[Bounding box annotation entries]
--- Start ---

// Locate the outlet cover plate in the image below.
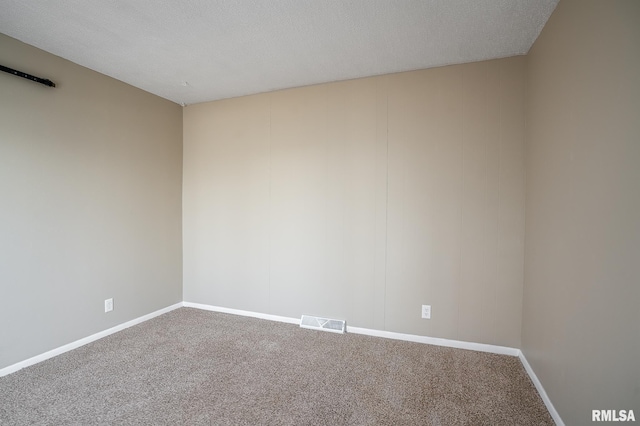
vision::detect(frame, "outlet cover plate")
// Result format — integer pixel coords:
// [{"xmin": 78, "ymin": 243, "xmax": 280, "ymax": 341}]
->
[{"xmin": 422, "ymin": 305, "xmax": 431, "ymax": 319}]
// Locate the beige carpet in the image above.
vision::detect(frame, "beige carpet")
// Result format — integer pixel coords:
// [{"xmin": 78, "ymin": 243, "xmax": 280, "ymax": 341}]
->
[{"xmin": 0, "ymin": 308, "xmax": 553, "ymax": 425}]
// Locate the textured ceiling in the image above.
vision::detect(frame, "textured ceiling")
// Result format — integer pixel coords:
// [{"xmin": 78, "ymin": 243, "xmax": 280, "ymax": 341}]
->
[{"xmin": 0, "ymin": 0, "xmax": 558, "ymax": 104}]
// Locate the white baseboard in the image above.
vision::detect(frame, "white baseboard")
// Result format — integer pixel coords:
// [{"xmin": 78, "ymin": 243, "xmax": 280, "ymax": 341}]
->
[
  {"xmin": 0, "ymin": 302, "xmax": 182, "ymax": 377},
  {"xmin": 182, "ymin": 302, "xmax": 300, "ymax": 325},
  {"xmin": 0, "ymin": 302, "xmax": 564, "ymax": 426},
  {"xmin": 518, "ymin": 351, "xmax": 564, "ymax": 426},
  {"xmin": 347, "ymin": 326, "xmax": 520, "ymax": 356},
  {"xmin": 184, "ymin": 302, "xmax": 520, "ymax": 356}
]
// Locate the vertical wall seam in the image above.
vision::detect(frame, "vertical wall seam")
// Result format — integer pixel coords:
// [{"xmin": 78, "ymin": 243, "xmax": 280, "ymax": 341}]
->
[
  {"xmin": 493, "ymin": 62, "xmax": 504, "ymax": 337},
  {"xmin": 267, "ymin": 94, "xmax": 273, "ymax": 313},
  {"xmin": 382, "ymin": 78, "xmax": 389, "ymax": 330},
  {"xmin": 456, "ymin": 70, "xmax": 465, "ymax": 339}
]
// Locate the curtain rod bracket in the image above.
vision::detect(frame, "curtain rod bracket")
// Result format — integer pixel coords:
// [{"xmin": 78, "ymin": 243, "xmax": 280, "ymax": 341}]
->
[{"xmin": 0, "ymin": 65, "xmax": 56, "ymax": 87}]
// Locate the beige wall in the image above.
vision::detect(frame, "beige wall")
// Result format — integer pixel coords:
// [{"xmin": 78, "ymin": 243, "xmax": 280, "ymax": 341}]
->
[
  {"xmin": 523, "ymin": 0, "xmax": 640, "ymax": 424},
  {"xmin": 0, "ymin": 35, "xmax": 182, "ymax": 368},
  {"xmin": 183, "ymin": 57, "xmax": 525, "ymax": 347}
]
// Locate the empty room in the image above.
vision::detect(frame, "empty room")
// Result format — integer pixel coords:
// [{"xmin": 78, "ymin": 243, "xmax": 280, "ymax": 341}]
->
[{"xmin": 0, "ymin": 0, "xmax": 640, "ymax": 425}]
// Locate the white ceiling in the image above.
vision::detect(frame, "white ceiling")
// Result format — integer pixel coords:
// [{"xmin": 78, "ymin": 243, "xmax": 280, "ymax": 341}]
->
[{"xmin": 0, "ymin": 0, "xmax": 558, "ymax": 104}]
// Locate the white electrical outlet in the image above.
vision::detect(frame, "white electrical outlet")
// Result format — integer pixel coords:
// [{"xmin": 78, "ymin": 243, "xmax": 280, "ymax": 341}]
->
[
  {"xmin": 104, "ymin": 299, "xmax": 113, "ymax": 312},
  {"xmin": 422, "ymin": 305, "xmax": 431, "ymax": 319}
]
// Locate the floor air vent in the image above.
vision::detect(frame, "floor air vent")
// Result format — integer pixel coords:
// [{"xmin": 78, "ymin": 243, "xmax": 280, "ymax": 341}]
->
[{"xmin": 300, "ymin": 315, "xmax": 346, "ymax": 333}]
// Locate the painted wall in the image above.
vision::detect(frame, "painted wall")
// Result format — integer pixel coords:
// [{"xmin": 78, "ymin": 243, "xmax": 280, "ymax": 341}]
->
[
  {"xmin": 0, "ymin": 35, "xmax": 182, "ymax": 368},
  {"xmin": 183, "ymin": 57, "xmax": 525, "ymax": 347},
  {"xmin": 523, "ymin": 0, "xmax": 640, "ymax": 425}
]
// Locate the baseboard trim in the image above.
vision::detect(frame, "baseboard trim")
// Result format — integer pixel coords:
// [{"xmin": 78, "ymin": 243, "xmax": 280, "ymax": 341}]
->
[
  {"xmin": 0, "ymin": 302, "xmax": 183, "ymax": 377},
  {"xmin": 0, "ymin": 302, "xmax": 564, "ymax": 426},
  {"xmin": 184, "ymin": 302, "xmax": 520, "ymax": 356},
  {"xmin": 518, "ymin": 351, "xmax": 564, "ymax": 426},
  {"xmin": 182, "ymin": 302, "xmax": 300, "ymax": 325},
  {"xmin": 347, "ymin": 326, "xmax": 520, "ymax": 356}
]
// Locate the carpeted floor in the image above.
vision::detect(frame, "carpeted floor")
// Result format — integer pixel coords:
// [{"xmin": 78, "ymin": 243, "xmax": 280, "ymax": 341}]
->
[{"xmin": 0, "ymin": 308, "xmax": 553, "ymax": 426}]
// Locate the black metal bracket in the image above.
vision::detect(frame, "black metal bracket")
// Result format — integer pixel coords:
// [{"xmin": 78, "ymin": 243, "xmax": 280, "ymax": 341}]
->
[{"xmin": 0, "ymin": 65, "xmax": 56, "ymax": 87}]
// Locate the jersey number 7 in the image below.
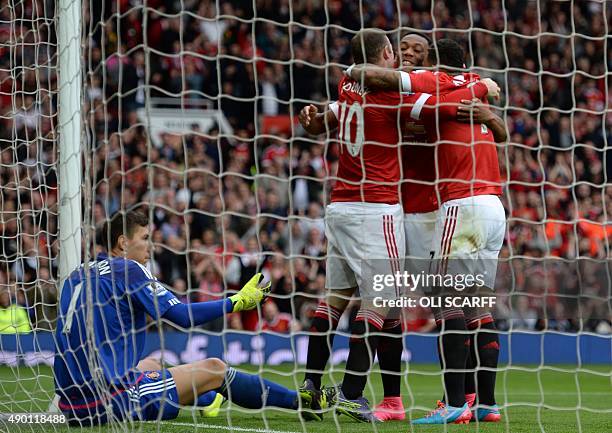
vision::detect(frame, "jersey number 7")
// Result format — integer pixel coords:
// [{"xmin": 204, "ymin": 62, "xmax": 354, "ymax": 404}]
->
[{"xmin": 338, "ymin": 102, "xmax": 364, "ymax": 156}]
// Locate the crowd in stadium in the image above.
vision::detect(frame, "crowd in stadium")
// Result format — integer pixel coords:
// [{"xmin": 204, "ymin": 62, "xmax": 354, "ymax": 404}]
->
[{"xmin": 0, "ymin": 0, "xmax": 612, "ymax": 332}]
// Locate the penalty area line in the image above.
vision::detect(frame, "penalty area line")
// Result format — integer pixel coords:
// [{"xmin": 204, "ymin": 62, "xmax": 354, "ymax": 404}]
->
[{"xmin": 147, "ymin": 421, "xmax": 300, "ymax": 433}]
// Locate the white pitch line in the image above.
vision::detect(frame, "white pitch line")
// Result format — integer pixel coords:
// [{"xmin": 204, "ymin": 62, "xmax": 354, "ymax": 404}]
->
[{"xmin": 147, "ymin": 421, "xmax": 300, "ymax": 433}]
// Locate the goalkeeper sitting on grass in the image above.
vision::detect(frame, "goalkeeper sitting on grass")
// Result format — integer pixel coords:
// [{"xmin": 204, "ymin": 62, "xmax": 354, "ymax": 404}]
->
[{"xmin": 53, "ymin": 212, "xmax": 311, "ymax": 425}]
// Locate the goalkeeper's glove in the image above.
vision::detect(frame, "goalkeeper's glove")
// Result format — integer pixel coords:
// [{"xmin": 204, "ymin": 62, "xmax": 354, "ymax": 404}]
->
[{"xmin": 230, "ymin": 273, "xmax": 272, "ymax": 312}]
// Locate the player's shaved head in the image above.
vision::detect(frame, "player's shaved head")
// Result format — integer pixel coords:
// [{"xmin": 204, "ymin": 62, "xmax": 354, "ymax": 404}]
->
[
  {"xmin": 401, "ymin": 32, "xmax": 431, "ymax": 48},
  {"xmin": 102, "ymin": 211, "xmax": 149, "ymax": 251},
  {"xmin": 429, "ymin": 39, "xmax": 465, "ymax": 69},
  {"xmin": 351, "ymin": 29, "xmax": 391, "ymax": 64}
]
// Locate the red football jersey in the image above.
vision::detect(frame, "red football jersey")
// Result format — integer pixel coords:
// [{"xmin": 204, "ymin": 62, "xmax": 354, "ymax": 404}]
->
[
  {"xmin": 412, "ymin": 74, "xmax": 502, "ymax": 203},
  {"xmin": 402, "ymin": 70, "xmax": 480, "ymax": 213}
]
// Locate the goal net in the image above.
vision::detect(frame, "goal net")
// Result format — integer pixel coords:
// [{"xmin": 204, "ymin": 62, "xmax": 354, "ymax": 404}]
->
[{"xmin": 0, "ymin": 0, "xmax": 612, "ymax": 432}]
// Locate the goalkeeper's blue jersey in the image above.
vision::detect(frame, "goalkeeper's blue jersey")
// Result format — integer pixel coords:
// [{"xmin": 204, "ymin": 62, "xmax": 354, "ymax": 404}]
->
[{"xmin": 53, "ymin": 256, "xmax": 179, "ymax": 399}]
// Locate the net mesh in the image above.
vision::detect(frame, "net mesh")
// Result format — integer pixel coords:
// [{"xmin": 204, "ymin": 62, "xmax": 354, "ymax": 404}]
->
[{"xmin": 0, "ymin": 0, "xmax": 612, "ymax": 431}]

--- End ---

Work to do
Update the stretch from the line containing "football jersey in the image above." through the end of the entries, replacing "net mesh" with "mesh netting" and leaving everything else unchanged.

Completed exercise
// Locate the red football jersey in the image above.
vision::detect(frame, "red football jersey")
// Result format — integer pixel coords:
// [{"xmin": 204, "ymin": 62, "xmax": 354, "ymax": 404}]
->
[
  {"xmin": 412, "ymin": 74, "xmax": 502, "ymax": 203},
  {"xmin": 402, "ymin": 70, "xmax": 480, "ymax": 213}
]
// Locate the goal net in the image above.
vision::detect(frame, "goal net")
// Result format — integer pixel coords:
// [{"xmin": 204, "ymin": 62, "xmax": 354, "ymax": 404}]
->
[{"xmin": 0, "ymin": 0, "xmax": 612, "ymax": 432}]
// Locate the goalkeeper's blue jersey in the image above.
vision::detect(frame, "goalkeeper's blue jersey")
// Result format — integer pixel coords:
// [{"xmin": 204, "ymin": 62, "xmax": 354, "ymax": 404}]
->
[{"xmin": 53, "ymin": 256, "xmax": 179, "ymax": 399}]
// Locate the mesh netting in the image above.
vision::detect(frame, "mesh netting")
// Result format — integer pixel coords:
// [{"xmin": 204, "ymin": 62, "xmax": 354, "ymax": 404}]
->
[{"xmin": 0, "ymin": 0, "xmax": 612, "ymax": 431}]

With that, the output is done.